━━ Material supplied ━━

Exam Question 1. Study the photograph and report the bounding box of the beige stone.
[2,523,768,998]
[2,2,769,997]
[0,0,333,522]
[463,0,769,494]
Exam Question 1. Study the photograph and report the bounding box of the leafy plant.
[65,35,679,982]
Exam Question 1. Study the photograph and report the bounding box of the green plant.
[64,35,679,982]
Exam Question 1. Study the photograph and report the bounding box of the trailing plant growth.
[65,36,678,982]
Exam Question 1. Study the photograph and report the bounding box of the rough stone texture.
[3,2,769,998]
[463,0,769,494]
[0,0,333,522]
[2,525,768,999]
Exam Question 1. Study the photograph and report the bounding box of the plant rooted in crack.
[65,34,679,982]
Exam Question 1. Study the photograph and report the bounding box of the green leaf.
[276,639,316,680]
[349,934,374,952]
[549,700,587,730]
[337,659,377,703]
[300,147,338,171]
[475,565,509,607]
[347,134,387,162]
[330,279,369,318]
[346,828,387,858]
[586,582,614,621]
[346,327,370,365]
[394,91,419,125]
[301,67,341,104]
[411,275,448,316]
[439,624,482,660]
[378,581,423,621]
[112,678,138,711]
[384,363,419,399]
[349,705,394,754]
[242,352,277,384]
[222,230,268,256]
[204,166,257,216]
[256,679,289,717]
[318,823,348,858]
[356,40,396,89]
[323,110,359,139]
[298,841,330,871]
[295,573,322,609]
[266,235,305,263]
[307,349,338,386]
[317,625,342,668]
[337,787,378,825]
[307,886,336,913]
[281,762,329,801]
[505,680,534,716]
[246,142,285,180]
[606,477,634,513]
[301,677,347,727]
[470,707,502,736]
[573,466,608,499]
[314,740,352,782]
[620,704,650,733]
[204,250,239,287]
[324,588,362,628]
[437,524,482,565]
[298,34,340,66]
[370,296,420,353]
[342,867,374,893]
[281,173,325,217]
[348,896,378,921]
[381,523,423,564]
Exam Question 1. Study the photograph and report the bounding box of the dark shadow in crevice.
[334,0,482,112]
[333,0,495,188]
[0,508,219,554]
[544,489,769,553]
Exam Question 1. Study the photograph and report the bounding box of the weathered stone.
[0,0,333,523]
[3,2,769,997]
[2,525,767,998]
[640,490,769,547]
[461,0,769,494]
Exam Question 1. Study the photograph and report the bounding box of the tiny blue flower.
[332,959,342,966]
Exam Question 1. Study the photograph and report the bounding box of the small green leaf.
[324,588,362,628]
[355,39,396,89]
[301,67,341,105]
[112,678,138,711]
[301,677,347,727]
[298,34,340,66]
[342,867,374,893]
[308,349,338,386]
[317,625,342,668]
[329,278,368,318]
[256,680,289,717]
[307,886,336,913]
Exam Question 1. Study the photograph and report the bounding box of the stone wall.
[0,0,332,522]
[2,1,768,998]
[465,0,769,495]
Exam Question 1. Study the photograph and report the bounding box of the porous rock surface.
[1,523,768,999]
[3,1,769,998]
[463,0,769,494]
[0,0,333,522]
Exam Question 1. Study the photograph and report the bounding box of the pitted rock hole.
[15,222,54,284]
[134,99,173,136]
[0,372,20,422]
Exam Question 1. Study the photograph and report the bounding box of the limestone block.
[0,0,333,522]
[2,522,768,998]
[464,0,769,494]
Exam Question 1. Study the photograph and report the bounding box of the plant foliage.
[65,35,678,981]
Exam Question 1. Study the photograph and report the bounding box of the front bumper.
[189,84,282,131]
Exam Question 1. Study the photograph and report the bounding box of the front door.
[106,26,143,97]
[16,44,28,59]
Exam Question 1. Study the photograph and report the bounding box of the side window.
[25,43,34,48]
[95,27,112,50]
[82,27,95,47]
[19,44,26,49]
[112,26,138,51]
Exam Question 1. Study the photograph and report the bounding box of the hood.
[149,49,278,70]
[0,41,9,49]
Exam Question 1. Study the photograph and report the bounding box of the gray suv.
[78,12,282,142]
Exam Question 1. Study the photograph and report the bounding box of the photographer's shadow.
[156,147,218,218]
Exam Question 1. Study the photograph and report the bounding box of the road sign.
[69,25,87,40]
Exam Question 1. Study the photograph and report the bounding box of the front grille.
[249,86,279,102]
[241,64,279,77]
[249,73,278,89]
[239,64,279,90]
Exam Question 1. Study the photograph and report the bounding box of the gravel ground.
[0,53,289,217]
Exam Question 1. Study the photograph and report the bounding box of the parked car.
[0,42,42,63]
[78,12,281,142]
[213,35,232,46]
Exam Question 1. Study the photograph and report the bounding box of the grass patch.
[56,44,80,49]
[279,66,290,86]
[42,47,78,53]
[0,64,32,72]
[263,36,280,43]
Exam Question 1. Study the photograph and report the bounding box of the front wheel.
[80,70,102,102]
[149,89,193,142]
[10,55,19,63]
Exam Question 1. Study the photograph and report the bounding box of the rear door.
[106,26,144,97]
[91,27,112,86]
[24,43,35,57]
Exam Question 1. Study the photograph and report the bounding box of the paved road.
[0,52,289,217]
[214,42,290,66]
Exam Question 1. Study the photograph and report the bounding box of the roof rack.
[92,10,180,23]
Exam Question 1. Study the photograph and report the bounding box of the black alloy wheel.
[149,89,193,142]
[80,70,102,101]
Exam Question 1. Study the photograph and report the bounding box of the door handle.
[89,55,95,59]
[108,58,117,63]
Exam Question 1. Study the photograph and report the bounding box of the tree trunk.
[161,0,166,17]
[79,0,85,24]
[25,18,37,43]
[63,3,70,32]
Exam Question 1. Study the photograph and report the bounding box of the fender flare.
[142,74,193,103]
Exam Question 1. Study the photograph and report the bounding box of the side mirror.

━━━

§ What needs to be done
After locating the line with "black alloy wheel.", output that line and every later one exactly, through the end of the entries above.

§ Reply
Exam Question 1. Study the photograph and report the bounding box of the black alloy wheel.
[149,89,193,142]
[80,70,102,101]
Exam Question 1. Study the photograph and report the bounding box of the door handle.
[89,55,95,59]
[108,58,117,63]
Exam Question 1. Study the photograph and report the bounding box of the tree trunk.
[161,0,166,17]
[79,0,85,24]
[25,18,37,43]
[63,3,70,32]
Exam Question 1. Study the photograph and report the bounding box of the fender flare.
[142,74,193,103]
Exam Question 1. Study the photograph and report the bounding box of the side mirror.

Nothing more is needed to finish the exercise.